Tarefa curta A – Transcreva, do editorial sobre a desoneração da folha, o trecho que vai de "O Estado de" até "não aceita fiado.", inclusive.

Trecho fornecido –

O Estado de S. Paulo
A desoneração da folha é uma medida sem efeito sobre emprego, renda e crescimento. Mesmo assim, o Congresso decidiu impor ao País um custo de R$ 20 bi
É direito do Congresso Nacional derrubar
qualquer veto presidencial. Foi o que ocorreu no caso do veto ao Projeto de Lei
n.º 334, de 2023, que prorrogava a desoneração da folha de pagamentos e reduzia
a alíquota de contribuição previdenciária de parte dos municípios. Contudo,
essa decisão do Congresso foi intempestiva, pois levou à promulgação da Lei n.º
14.784, em dezembro de 2023, um cheque sem fundos de cerca de R$ 20 bilhões. Só
que o Orçamento público não aceita fiado.
A desoneração da folha é uma medida sem
efeito sobre o emprego, a renda e o crescimento econômico. Mesmo assim, o
Congresso decidiu rejeitar o veto presidencial e impor ao País um custo de
cerca de R$ 20 bilhões. Pior, não mostrou como a conta seria paga, em
desrespeito à Lei de Responsabilidade Fiscal.
A Lei Orçamentária Anual não previa recursos para essas duas finalidades – a prorrogação da desoneração da folha para 17 setores de atividade econômica e a redução da alíquota de contribuição previdenciária para um conjunto de municípios (aqueles que utilizam o regime geral da Previdência para seus servidores). O Congresso, depois de garfar R$ 53 bilhões em emendas, no processo orçamentário, deu ao governo mais esse presente de grego.
A reação do ministro da Fazenda, Fernando
Haddad, foi acertada. Ele indicou que o caminho seria, provavelmente, o da
judicialização. Afinal, a prorrogação da desoneração nos moldes antigos fere a
Emenda Constitucional n.º 103, da reforma da Previdência, por prever a
continuidade da contribuição sobre o faturamento (artigo 30). Mais do que isso,
a responsabilidade fiscal obriga à chamada compensação.

Tarefa curta B – Extraia todas as linhas dos registros abaixo, sem nenhuma alteração.

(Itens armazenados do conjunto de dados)
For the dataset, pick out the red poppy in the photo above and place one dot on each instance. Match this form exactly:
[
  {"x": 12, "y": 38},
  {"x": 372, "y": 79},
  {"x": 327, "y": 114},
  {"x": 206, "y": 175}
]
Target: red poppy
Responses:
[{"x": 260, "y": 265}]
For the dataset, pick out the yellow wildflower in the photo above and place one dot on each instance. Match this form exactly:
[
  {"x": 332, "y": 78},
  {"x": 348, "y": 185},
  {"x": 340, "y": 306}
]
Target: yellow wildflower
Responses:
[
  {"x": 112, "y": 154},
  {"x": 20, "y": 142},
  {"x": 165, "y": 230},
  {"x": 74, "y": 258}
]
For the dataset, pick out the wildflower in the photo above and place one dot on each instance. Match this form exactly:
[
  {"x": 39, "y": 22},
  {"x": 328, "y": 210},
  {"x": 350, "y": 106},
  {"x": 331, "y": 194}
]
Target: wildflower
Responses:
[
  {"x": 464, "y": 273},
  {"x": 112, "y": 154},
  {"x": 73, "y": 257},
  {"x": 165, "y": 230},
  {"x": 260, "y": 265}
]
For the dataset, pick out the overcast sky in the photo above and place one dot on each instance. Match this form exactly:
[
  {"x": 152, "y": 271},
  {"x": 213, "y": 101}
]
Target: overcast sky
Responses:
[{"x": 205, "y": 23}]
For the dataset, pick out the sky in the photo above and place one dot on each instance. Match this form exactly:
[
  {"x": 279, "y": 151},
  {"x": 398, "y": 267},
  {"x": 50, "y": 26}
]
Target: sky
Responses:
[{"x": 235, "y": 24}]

Solução completa A –
O Estado de S. Paulo
A desoneração da folha é uma medida sem efeito sobre emprego, renda e crescimento. Mesmo assim, o Congresso decidiu impor ao País um custo de R$ 20 bi
É direito do Congresso Nacional derrubar
qualquer veto presidencial. Foi o que ocorreu no caso do veto ao Projeto de Lei
n.º 334, de 2023, que prorrogava a desoneração da folha de pagamentos e reduzia
a alíquota de contribuição previdenciária de parte dos municípios. Contudo,
essa decisão do Congresso foi intempestiva, pois levou à promulgação da Lei n.º
14.784, em dezembro de 2023, um cheque sem fundos de cerca de R$ 20 bilhões. Só
que o Orçamento público não aceita fiado.

Solução completa B –
For the dataset, pick out the red poppy in the photo above and place one dot on each instance. Match this form exactly:
[
  {"x": 12, "y": 38},
  {"x": 372, "y": 79},
  {"x": 327, "y": 114},
  {"x": 206, "y": 175}
]
Target: red poppy
Responses:
[{"x": 260, "y": 265}]
For the dataset, pick out the yellow wildflower in the photo above and place one dot on each instance. Match this form exactly:
[
  {"x": 332, "y": 78},
  {"x": 348, "y": 185},
  {"x": 340, "y": 306}
]
Target: yellow wildflower
Responses:
[
  {"x": 112, "y": 154},
  {"x": 20, "y": 142},
  {"x": 165, "y": 230},
  {"x": 74, "y": 258}
]
For the dataset, pick out the wildflower in the photo above and place one dot on each instance. Match this form exactly:
[
  {"x": 39, "y": 22},
  {"x": 328, "y": 210},
  {"x": 350, "y": 106},
  {"x": 331, "y": 194}
]
Target: wildflower
Responses:
[
  {"x": 464, "y": 273},
  {"x": 112, "y": 154},
  {"x": 73, "y": 257},
  {"x": 165, "y": 230},
  {"x": 260, "y": 265}
]
For the dataset, pick out the overcast sky in the photo above and place one dot on each instance. Match this form exactly:
[
  {"x": 152, "y": 271},
  {"x": 213, "y": 101}
]
Target: overcast sky
Responses:
[{"x": 205, "y": 23}]
For the dataset, pick out the sky in the photo above and place one dot on each instance. Match this form exactly:
[
  {"x": 279, "y": 151},
  {"x": 398, "y": 267},
  {"x": 50, "y": 26}
]
Target: sky
Responses:
[{"x": 235, "y": 24}]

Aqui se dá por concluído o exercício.